::: DATASET RECORDS :::

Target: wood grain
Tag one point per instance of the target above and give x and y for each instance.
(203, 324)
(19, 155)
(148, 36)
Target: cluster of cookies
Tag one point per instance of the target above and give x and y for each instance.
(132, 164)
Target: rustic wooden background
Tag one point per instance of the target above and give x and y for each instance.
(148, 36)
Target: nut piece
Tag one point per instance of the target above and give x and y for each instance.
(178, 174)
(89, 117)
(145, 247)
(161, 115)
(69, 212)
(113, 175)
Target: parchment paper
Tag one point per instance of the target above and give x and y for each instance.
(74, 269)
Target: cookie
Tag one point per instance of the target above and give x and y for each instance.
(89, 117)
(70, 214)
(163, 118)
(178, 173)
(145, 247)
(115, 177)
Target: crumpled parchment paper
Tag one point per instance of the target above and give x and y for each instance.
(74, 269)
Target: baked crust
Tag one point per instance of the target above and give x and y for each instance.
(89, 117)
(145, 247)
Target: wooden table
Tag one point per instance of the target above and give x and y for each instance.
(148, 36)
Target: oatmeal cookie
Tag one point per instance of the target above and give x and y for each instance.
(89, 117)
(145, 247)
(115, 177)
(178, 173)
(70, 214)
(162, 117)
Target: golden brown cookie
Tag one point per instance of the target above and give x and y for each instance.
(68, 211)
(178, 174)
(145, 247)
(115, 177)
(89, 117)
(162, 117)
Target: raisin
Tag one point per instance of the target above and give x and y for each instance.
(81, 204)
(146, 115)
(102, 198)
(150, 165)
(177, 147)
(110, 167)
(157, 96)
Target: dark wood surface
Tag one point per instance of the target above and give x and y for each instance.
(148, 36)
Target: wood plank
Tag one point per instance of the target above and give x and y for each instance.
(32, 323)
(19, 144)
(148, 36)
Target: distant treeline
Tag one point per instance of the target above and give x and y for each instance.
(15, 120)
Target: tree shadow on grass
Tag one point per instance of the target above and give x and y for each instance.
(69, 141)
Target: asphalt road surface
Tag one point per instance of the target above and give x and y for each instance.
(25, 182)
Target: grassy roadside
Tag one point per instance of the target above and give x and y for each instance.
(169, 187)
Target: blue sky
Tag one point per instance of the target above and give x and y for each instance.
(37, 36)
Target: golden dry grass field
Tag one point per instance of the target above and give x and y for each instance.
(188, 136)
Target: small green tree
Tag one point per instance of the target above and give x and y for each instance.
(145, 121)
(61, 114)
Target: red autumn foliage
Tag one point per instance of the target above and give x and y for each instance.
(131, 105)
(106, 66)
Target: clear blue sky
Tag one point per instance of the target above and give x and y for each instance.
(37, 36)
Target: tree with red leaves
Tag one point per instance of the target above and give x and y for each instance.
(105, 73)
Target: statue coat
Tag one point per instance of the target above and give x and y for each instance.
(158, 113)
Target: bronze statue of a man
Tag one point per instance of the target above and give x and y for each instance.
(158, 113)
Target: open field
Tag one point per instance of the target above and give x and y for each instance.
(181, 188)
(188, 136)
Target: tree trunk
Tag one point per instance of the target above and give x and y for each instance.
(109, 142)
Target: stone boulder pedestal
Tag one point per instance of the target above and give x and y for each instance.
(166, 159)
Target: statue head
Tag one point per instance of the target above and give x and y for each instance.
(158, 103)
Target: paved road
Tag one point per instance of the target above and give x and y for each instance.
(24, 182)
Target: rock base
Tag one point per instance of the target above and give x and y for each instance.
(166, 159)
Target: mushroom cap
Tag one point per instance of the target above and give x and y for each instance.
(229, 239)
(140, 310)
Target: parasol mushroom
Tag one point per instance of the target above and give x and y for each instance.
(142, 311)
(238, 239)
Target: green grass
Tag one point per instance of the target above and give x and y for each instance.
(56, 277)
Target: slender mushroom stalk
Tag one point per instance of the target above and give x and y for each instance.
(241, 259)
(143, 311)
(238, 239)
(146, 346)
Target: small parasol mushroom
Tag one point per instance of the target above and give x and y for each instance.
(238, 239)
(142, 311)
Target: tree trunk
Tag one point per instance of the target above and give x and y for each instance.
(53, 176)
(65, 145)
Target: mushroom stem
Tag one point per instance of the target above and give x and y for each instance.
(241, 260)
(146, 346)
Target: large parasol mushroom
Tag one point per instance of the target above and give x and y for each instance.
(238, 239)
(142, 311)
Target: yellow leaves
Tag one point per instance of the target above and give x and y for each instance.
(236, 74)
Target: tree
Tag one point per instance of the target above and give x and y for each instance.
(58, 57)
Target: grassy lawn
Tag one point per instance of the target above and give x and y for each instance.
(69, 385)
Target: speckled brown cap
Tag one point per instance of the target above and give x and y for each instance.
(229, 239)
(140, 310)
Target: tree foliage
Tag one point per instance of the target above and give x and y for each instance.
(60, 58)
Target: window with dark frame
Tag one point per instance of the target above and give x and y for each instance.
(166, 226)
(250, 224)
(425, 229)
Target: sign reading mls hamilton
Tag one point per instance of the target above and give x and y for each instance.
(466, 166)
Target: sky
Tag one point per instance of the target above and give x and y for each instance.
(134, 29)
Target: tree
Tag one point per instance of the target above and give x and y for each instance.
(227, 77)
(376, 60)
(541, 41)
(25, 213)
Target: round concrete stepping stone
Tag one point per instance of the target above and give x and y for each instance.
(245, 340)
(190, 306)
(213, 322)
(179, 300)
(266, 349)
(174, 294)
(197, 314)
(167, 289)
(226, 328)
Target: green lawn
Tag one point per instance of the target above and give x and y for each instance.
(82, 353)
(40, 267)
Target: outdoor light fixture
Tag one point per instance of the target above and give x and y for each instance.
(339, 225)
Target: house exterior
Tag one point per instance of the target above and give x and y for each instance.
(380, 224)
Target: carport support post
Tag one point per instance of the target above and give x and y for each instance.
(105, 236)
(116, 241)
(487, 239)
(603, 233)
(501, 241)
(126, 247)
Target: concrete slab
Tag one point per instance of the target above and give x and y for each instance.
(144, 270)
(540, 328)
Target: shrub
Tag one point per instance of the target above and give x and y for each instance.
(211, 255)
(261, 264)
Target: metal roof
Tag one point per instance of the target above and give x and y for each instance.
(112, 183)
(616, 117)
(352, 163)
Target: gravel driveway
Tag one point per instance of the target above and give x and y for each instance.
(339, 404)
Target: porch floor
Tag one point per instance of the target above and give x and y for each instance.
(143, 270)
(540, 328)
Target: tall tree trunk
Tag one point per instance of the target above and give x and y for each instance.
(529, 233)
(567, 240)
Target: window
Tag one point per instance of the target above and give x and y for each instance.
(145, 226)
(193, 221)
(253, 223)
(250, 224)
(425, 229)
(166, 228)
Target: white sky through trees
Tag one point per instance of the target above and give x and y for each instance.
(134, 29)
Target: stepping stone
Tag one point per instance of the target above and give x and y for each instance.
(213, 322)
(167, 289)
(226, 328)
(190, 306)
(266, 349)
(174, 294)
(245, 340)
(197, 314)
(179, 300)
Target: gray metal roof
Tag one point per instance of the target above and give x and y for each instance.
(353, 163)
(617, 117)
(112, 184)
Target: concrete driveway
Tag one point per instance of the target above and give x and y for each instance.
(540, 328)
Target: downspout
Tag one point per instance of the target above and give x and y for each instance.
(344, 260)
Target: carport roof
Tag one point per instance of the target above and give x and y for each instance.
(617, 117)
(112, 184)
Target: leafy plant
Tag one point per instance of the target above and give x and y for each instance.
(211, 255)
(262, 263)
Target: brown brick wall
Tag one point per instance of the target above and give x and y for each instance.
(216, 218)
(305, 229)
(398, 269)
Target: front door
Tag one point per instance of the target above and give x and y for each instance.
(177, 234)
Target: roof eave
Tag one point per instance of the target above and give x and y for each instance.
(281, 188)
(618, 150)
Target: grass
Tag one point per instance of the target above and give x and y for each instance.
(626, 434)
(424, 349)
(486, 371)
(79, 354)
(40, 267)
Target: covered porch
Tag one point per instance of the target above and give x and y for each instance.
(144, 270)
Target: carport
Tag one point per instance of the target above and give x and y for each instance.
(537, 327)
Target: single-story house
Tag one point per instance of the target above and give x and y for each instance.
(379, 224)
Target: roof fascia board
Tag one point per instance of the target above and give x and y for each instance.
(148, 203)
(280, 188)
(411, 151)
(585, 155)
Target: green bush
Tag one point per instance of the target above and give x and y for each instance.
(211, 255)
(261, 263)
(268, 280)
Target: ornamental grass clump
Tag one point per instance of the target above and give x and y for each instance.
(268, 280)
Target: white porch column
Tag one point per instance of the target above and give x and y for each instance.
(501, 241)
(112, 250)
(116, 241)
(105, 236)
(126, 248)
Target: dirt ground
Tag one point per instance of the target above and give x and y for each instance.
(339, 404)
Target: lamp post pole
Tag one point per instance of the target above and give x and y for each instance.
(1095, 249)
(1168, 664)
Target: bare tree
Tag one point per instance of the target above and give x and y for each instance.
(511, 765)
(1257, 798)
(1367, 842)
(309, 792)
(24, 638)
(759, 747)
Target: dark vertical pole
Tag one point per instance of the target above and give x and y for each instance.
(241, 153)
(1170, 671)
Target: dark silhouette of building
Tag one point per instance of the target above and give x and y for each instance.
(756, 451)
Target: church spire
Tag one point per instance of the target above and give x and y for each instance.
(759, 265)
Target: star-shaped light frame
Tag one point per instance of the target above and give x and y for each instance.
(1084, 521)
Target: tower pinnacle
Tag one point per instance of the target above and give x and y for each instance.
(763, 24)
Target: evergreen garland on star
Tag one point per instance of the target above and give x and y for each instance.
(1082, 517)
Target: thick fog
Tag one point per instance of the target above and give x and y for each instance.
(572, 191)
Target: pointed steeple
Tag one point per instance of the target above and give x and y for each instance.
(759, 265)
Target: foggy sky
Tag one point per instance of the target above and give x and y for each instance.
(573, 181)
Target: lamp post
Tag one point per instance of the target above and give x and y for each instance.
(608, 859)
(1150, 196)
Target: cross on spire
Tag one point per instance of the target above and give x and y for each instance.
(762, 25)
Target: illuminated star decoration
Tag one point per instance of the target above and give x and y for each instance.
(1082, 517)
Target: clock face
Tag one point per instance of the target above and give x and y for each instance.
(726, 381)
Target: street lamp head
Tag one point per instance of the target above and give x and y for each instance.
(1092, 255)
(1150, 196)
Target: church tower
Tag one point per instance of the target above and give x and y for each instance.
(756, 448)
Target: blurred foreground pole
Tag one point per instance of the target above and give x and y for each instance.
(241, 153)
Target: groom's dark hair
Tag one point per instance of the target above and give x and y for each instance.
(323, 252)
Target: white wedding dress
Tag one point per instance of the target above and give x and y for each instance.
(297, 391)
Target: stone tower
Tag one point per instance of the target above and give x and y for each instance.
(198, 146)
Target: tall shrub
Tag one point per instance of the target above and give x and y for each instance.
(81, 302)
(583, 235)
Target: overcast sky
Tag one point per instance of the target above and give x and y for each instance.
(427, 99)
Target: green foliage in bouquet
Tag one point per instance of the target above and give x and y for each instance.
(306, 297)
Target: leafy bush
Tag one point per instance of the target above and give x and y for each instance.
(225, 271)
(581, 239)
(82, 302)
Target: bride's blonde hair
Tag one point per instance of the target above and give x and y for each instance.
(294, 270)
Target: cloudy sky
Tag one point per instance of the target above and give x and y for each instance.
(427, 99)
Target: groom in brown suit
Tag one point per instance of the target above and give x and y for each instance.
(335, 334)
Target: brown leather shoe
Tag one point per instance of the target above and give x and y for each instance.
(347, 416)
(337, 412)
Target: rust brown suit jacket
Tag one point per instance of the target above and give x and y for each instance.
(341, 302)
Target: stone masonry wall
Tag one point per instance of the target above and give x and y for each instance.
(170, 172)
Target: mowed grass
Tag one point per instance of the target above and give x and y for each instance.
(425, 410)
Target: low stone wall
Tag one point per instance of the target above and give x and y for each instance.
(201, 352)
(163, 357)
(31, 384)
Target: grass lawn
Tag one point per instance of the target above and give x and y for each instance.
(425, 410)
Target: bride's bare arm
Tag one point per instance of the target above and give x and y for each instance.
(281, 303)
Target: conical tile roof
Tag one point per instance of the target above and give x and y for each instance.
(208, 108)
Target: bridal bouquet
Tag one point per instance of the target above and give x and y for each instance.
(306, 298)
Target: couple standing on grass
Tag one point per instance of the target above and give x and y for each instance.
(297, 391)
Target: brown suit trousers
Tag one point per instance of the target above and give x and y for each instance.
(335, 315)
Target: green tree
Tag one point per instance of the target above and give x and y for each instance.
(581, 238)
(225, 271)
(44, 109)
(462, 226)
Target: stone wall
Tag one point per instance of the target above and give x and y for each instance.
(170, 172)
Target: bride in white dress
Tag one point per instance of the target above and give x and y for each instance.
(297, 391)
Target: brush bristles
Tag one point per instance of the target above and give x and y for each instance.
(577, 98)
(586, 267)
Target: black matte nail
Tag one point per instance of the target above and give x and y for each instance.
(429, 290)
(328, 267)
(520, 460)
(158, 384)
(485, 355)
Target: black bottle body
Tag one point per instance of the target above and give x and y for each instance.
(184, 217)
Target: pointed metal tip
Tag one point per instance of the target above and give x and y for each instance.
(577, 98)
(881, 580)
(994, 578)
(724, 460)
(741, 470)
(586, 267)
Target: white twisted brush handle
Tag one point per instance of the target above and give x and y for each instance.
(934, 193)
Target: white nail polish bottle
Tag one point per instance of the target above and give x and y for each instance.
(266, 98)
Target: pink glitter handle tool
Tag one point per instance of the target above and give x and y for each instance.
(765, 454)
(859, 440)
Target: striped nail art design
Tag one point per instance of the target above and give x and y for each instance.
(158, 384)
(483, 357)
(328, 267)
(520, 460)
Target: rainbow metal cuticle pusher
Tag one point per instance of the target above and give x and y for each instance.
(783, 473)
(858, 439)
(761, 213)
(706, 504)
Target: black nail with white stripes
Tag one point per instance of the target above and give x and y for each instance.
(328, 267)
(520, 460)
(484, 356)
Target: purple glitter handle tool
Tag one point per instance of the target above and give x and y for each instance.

:::

PROMPT - From the first line above through the line that contains "Target: parchment paper", quote each line exactly. Output nothing more.

SOLUTION FOR THIS PROBLEM -
Target: wood grain
Tag one point per instance of the target above and give x and y for each instance.
(203, 324)
(19, 155)
(148, 36)
Target: cluster of cookies
Tag one point per instance of the target above and give x and y for each instance.
(132, 164)
Target: rustic wooden background
Tag one point per instance of the target above and give x and y for each instance.
(148, 36)
Target: nut piece
Tag one point per instance of the target above and give x and y for each instance.
(178, 174)
(89, 117)
(145, 247)
(161, 115)
(69, 212)
(113, 175)
Target: parchment paper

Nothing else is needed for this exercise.